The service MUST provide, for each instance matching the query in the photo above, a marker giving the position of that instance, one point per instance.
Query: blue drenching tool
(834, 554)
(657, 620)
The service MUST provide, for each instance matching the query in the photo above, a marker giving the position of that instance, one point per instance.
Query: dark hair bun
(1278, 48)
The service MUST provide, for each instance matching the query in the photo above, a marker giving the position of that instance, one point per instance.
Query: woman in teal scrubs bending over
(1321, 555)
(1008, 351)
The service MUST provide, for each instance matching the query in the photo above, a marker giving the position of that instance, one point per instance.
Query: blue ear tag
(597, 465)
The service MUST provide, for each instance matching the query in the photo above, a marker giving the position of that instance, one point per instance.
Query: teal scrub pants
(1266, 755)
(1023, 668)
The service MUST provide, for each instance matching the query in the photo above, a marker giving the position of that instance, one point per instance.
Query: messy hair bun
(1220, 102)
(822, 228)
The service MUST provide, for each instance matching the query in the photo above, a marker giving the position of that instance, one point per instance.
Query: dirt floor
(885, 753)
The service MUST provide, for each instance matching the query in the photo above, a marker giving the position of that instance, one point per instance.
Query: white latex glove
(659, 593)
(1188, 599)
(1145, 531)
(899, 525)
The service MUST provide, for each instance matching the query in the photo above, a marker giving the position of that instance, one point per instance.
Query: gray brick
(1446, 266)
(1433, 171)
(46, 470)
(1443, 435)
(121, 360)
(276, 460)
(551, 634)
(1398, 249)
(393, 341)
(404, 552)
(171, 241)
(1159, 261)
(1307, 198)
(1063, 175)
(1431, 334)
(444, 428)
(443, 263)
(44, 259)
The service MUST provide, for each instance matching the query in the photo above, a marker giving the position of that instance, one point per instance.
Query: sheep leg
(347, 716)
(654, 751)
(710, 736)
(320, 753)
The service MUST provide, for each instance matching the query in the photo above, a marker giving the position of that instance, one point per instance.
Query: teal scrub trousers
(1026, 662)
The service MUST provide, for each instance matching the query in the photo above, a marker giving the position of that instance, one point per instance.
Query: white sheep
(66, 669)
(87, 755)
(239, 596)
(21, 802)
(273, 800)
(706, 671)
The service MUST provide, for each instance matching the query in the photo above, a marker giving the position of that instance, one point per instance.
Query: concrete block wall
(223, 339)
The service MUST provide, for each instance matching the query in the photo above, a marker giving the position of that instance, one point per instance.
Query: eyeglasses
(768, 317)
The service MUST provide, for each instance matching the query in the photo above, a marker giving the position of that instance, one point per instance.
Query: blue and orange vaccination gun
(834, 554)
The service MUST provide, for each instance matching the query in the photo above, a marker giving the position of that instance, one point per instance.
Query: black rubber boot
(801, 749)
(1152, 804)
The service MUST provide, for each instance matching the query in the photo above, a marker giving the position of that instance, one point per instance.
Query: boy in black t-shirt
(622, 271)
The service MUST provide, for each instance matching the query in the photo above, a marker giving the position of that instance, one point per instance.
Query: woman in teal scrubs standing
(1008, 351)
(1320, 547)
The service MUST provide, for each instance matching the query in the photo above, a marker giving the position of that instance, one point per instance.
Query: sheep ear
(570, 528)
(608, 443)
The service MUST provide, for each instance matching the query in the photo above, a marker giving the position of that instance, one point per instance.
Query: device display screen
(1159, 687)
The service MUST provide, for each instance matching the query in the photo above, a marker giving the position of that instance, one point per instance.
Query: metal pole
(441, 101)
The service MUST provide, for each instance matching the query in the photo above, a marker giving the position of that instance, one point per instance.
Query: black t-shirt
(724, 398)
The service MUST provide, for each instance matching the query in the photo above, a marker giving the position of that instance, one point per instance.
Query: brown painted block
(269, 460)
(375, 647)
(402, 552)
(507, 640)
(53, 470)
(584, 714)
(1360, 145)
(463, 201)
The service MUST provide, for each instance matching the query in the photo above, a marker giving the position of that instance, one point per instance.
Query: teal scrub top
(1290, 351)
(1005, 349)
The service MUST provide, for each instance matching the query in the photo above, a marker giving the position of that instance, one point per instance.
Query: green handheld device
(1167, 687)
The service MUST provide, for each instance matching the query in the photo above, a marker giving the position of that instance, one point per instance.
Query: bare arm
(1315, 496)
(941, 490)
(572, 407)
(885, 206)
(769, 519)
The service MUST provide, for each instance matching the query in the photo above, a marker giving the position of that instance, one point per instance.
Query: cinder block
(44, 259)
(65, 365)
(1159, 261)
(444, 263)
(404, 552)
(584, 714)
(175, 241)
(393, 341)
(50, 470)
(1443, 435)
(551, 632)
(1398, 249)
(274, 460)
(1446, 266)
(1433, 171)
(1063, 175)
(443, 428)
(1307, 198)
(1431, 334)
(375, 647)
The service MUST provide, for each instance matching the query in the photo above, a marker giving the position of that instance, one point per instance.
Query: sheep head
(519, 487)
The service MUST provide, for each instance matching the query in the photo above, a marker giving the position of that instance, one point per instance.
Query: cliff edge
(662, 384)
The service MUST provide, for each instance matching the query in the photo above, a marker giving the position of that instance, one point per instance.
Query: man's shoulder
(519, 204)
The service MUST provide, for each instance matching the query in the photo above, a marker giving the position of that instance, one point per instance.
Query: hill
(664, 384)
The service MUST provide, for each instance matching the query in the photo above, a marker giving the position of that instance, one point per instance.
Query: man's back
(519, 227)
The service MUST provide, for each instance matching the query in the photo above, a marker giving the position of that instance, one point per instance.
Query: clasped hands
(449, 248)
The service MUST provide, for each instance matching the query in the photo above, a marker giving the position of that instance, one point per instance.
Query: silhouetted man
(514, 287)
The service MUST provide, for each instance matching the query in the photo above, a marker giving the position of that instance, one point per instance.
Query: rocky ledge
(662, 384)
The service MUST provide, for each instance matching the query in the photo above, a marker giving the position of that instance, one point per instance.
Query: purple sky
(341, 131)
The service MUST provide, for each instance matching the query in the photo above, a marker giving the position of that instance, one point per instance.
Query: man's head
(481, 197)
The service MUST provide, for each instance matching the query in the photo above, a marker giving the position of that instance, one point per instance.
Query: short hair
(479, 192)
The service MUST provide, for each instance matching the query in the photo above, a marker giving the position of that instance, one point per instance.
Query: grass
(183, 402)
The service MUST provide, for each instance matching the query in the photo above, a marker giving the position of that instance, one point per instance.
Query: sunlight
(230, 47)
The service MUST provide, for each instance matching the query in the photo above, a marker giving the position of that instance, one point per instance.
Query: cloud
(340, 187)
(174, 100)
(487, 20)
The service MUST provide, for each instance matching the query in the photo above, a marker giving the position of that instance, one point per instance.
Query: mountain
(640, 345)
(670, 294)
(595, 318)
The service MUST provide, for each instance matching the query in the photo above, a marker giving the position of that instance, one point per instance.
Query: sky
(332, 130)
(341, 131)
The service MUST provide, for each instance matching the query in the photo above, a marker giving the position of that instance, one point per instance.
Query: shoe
※ ※ ※
_WHAT IS NEEDED_
Reproduce all of the material above, changing every occurrence of "marker" to "coordinate" and leaving everything else unchanged.

_RESULT OF THIS TASK_
The service MUST provide, for each instance matching the query in the photo above, a coordinate giving the position of that instance, one point per instance.
Query: blue drenching tool
(834, 554)
(657, 620)
The service MUST provide, for each instance matching the query in the photo above, a coordinate giving the position of that instance, one point per instance.
Query: dark hair bun
(1278, 48)
The service MUST provide, for each instance matching the query in the photo above, a coordinate giving the position of that instance, one point per instance.
Query: woman in teal scrubs bending over
(1321, 555)
(1008, 351)
The service MUST provide, for each instance matching the query in the photo above, a coordinate giving the position of that instance, one point per instance.
Query: blue ear tag
(597, 465)
The service MUST provide, for each instance matching the query in the photo above, a coordinate giving the position of that instance, one point per instance.
Query: teal scrub pants
(1266, 755)
(1023, 668)
The service MUST provide, for each instance matching the query in the photo above, a coordinate giving the position of that instance, one point per instance.
Query: messy hair bun
(1220, 102)
(822, 228)
The service MUST provide, for each instance matching the query in the photo above, a coordinate giving the position of that instance, one point per instance.
Query: dirt floor
(885, 753)
The service MUST provide, for each instance matching the query in the photo above, a coordinate giving the position of that instance, one point per instance.
Query: white latex glove
(659, 593)
(1188, 599)
(1145, 531)
(899, 525)
The service MUST provide, for each instance matching the query in the photo above, a coordinate giving the position of that instance, one point per instance.
Query: gray brick
(1446, 266)
(1433, 171)
(46, 470)
(1443, 435)
(121, 360)
(276, 460)
(551, 634)
(1398, 249)
(393, 341)
(404, 552)
(171, 241)
(1159, 261)
(1307, 198)
(1063, 175)
(1431, 334)
(444, 428)
(443, 263)
(44, 259)
The service MUST provide, for each instance matching the query in the photo above, a coordinate giving the position of that instance, one point per instance.
Query: sheep leg
(347, 716)
(654, 751)
(710, 736)
(320, 753)
The service MUST provide, for each instance matching the query in the photo above, a coordinate giving the position of that instance, one point per instance.
Query: teal scrub trousers
(1026, 662)
The service MUST provide, for each instance matching the query in the photo above, a coordinate giving the position of that instance, one point per instance.
Query: white sheep
(66, 669)
(87, 755)
(239, 596)
(21, 802)
(273, 800)
(706, 671)
The service MUST provide, for each instance matching the query in the photo above, a coordinate giving the position of that instance, one point per instance.
Query: concrete block wall
(223, 339)
The service MUST provide, for each instance matching the query in the photo above, a coordinate giving the position of that instance, one point per instance.
Query: eyeglasses
(768, 317)
The service MUST provide, for each instance matching the query in the photo above, a coordinate giving the position of that instance, one point per instance.
Query: blue and orange vaccination gun
(834, 554)
The service MUST provide, for each instance matching the query in the photo above, a coordinate giving the position of that instance, one point per instance.
Query: black rubber boot
(801, 749)
(1152, 804)
The service MUST provide, for each instance matching the query in the photo above, a coordinate giving the position of that instance, one point per instance.
Query: boy in black t-shirt
(622, 271)
The service MUST provide, for each instance matching the query in the photo above, a coordinate giving the position of that instance, one point per instance.
Query: woman in teal scrubs standing
(1008, 351)
(1320, 547)
The service MUST provide, for each instance matching the query in the photo above, a coordinate giving the position of that instance, one point per instance.
Query: sheep ear
(570, 528)
(608, 443)
The service MUST provide, for each instance matching the query in the photo above, a coordinate giving the position of that instance, one point per instance.
Query: device display screen
(1159, 687)
The service MUST provide, for each instance matching the query in the photo above, a coordinate giving the position of that instance, one point per instance.
Query: metal pole
(441, 101)
The service MUST provide, for each instance matching the query in the photo above, a coordinate giving the position of that instance, one point per instance.
Query: black t-shirt
(724, 398)
The service MUST provide, for each instance matching the query in the photo above, a coordinate giving the position of that instance, one point per instance.
Query: brown painted block
(269, 460)
(375, 647)
(402, 552)
(507, 640)
(53, 470)
(584, 714)
(1360, 145)
(463, 201)
The service MUST provide, for each instance matching the query in the photo above, a coordinate giving the position of that instance, one point per instance.
Query: teal scrub top
(1290, 351)
(1005, 349)
The service MUST provide, for each instance matching the query in the photo above, a coordinate giving the position of that instance, one point per instance.
Query: green handheld device
(1167, 687)
The service MUST provide, for each instance matching the query in the photo above, a coordinate giving the position of that instance, one point per instance.
Query: bare arm
(1315, 496)
(941, 490)
(572, 407)
(885, 206)
(769, 519)
The service MUST provide, for each instance matching the query in the photo above, a coordinate giving the position of that instance, one point per instance.
Query: cinder block
(44, 259)
(65, 365)
(1159, 261)
(444, 263)
(404, 552)
(584, 714)
(175, 241)
(393, 341)
(50, 470)
(1443, 435)
(551, 632)
(1398, 249)
(274, 460)
(1446, 266)
(1433, 171)
(1063, 175)
(443, 428)
(1307, 198)
(1431, 334)
(375, 647)
The service MUST provide, for each instance matching the query in the photo above, a coordinate giving the position of that instance, one point per instance.
Query: sheep head
(519, 487)
The service MUST provide, for each instance matching the query in the photo above, a coordinate giving the position of that instance, one point per instance.
Query: cliff edge
(662, 384)
The service MUST provide, for each instance matching the query in the photo above, a coordinate giving the position of that instance, one point per instance.
Query: man's shoulder
(519, 204)
The service MUST provide, for each instance matching the query in the photo above, a coordinate giving the position of that instance, one point per instance.
Query: hill
(664, 384)
The service MUST provide, for each instance matching the query in the photo above, a coordinate giving the position of that instance, one point per instance.
Query: man's back
(519, 227)
The service MUST provide, for each instance matching the query in the photo above, a coordinate giving the position of that instance, one point per instance.
Query: clasped hands
(449, 248)
The service MUST provide, for each instance matching the query in the photo above, a coordinate giving the position of that instance, one point per instance.
Query: silhouetted man
(514, 287)
The service MUST provide, for each instance matching the query in the photo above, a coordinate giving the position of that instance, one point per instance.
Query: rocky ledge
(662, 384)
The service MUST provide, for each instance matching the query in the photo above, a coordinate giving the position of that instance, one point per instance.
Query: purple sky
(341, 131)
The service MUST provide, for each instance matching the query in the photo above, a coordinate giving the position of that instance, one point per instance.
Query: man's head
(481, 197)
The service MUST provide, for each instance matching the query in the photo above, a coordinate giving the position of that instance, one point per instance.
Query: short hair
(479, 192)
The service MUST provide, for each instance matching the query in the photo above, a coordinate giving the position of that instance, one point per instance.
Query: grass
(183, 402)
The service MUST provide, for each instance matching the query in the photo above, a coordinate giving the position of that instance, one point per instance.
Query: sunlight
(230, 47)
The service MUST provide, for each instance matching the query in the photo above, a coordinate giving the position of that instance, one point per instance.
Query: cloud
(340, 187)
(174, 100)
(487, 20)
The service MUST provide, for each instance matching the query in the photo above, a coordinate giving the position of that instance, one point per instance.
Query: mountain
(640, 345)
(670, 294)
(595, 318)
The service MUST provide, for each instance matching the query in the photo above, a coordinate giving the position of that instance, one point per instance.
Query: sky
(332, 130)
(341, 131)
The service MUST provide, for each instance matching the query in the photo above, a coordinate giving the position of that instance, one point per instance.
Query: shoe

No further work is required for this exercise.